Repeat the data as given. Images do not go in the copy.

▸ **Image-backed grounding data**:

"""

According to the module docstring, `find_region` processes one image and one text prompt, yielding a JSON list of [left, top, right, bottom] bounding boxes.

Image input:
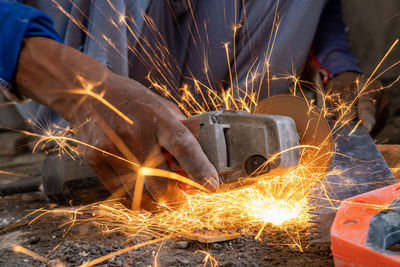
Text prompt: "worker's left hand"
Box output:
[[326, 72, 384, 132]]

"""

▸ **Solution**:
According to the module docstring, `find_region` processes one image and one text prompt, yielding a JSON list of [left, top, right, bottom] bounding boxes.

Image input:
Text prompt: "worker's left hand"
Box output:
[[326, 72, 384, 132]]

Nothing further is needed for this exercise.